Exercise directions: Can you format the stretch from the line containing "indicate the black tire, one dot per instance" through the end of the items as a numbered list, leaving out any blank lines?

(Named-object pointing items)
______
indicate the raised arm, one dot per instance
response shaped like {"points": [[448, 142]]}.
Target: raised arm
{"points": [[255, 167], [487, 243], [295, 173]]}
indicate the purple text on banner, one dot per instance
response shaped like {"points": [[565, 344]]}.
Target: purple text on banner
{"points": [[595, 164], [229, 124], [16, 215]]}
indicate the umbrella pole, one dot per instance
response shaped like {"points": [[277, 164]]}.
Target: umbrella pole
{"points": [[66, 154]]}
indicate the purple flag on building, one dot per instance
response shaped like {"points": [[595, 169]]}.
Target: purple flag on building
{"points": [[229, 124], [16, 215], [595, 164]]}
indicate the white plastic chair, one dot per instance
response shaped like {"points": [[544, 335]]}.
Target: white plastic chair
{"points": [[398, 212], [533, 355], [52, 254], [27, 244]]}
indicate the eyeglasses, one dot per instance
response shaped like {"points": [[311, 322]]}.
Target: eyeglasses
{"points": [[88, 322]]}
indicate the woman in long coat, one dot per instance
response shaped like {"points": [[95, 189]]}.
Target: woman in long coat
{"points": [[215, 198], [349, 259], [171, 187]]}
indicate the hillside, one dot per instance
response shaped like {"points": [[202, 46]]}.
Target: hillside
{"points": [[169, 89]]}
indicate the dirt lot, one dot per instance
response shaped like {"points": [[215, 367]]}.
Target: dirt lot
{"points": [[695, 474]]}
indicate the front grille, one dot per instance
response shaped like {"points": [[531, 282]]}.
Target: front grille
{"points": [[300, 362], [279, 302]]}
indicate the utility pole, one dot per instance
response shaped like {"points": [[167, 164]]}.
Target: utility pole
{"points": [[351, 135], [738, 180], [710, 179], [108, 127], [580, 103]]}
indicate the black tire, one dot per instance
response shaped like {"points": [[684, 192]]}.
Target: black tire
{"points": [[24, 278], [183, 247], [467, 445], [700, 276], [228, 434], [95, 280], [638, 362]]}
______
Exercise solution:
1. indicate the black tire, one dot per instance
2. response shaped like {"points": [[684, 192]]}.
3. Target: black tire
4. {"points": [[24, 278], [183, 247], [467, 445], [700, 276], [228, 434], [95, 280], [638, 362]]}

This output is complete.